§ What to work on
Replace every occurrence of "compact form" with "short form" in all of the records below, and leave everything else unchanged.
** start Records to process **
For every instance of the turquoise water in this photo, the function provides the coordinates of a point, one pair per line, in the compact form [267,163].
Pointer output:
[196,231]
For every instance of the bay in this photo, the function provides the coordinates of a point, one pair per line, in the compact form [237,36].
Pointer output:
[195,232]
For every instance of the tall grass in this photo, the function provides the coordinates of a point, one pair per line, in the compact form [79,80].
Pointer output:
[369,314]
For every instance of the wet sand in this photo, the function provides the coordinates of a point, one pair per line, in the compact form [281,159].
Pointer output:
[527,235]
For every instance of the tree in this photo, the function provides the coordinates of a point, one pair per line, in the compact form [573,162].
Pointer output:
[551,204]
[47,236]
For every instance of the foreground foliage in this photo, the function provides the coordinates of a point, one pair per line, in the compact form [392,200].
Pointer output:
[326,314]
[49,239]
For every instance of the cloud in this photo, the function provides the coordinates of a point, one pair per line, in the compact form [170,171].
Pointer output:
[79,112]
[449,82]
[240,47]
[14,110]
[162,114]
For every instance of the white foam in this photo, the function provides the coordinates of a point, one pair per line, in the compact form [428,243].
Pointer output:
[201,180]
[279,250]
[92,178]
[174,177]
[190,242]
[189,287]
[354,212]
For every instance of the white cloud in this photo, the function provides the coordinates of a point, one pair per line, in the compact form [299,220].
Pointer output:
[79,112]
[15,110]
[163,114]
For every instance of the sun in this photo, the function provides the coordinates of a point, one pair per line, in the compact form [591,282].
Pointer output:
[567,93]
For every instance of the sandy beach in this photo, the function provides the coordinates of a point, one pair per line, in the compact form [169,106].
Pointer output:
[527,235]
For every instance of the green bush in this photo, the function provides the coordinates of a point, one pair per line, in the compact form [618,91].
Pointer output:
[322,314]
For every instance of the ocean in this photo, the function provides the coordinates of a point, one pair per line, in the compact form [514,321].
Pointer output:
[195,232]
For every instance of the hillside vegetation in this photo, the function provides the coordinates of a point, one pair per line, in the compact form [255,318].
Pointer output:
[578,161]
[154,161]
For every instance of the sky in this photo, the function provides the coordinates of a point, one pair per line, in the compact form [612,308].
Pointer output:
** end Records to process **
§ Completed task
For every instance of the turquoise water in this photo, the function provides the coordinates of a point, one pair per line, in the short form [267,163].
Pointer output:
[196,231]
For every instance of the bay in this photo, the function provides the coordinates of a point, one pair per line, in the short form [237,36].
Pointer output:
[195,232]
For every instance of the tall grass in this photo, the function provides the coordinates of a point, one pair per line, in the short form [79,80].
Pointer output:
[369,314]
For every instance of the wet sand in this photo, the function provides the coordinates of a point, one pair per line, in the short form [281,159].
Pointer output:
[527,235]
For every instance of the tree in this photo, the function provides the coordinates of a point, one pair per line, in the short form [573,162].
Pointer output:
[551,204]
[47,236]
For every instance of the foreground foliage in this photo, the function provides the coordinates of a point, one pair per line, in the short form [392,200].
Pointer output:
[326,314]
[49,239]
For every instance of the cloud in this photo, the function provides the coordinates of a point, one pair per line, in the short form [170,171].
Pointer output:
[79,112]
[449,82]
[240,47]
[14,110]
[162,114]
For every instance of the white foam in this photo, the function provides the coordinates of a point, one pair per line, in the short form [428,243].
Pointer output:
[201,180]
[279,250]
[92,178]
[174,177]
[190,242]
[189,287]
[354,212]
For every instance of the white cloud in this photo, the function provides the coordinates of a point, one pair per line, in the short form [299,220].
Pointer output:
[79,112]
[15,110]
[163,114]
For every instance of the sun in this photo, the function provides the coordinates of a point, one pair per line, in the short form [591,282].
Pointer output:
[567,93]
For every instance of the sandy beach in this photo, the function provides the coordinates of a point, one pair per line, in the short form [169,106].
Pointer output:
[527,235]
For every instance of the green bush in this photo, the function provides the coordinates of a point, one pair per line, in the short form [618,91].
Pointer output:
[322,314]
For every instance of the ocean in this photo, the function provides the coordinates of a point, one pair per line, in the short form [514,321].
Pointer output:
[195,232]
For every instance of the hillside vegetation in this photo, the function provides the coordinates of a point, one pair per line, in the short form [255,318].
Pointer output:
[578,161]
[154,161]
For every instance of the sky in this photo, the function provides the coordinates of a point, one pair per line, in the short form [612,308].
Pointer output:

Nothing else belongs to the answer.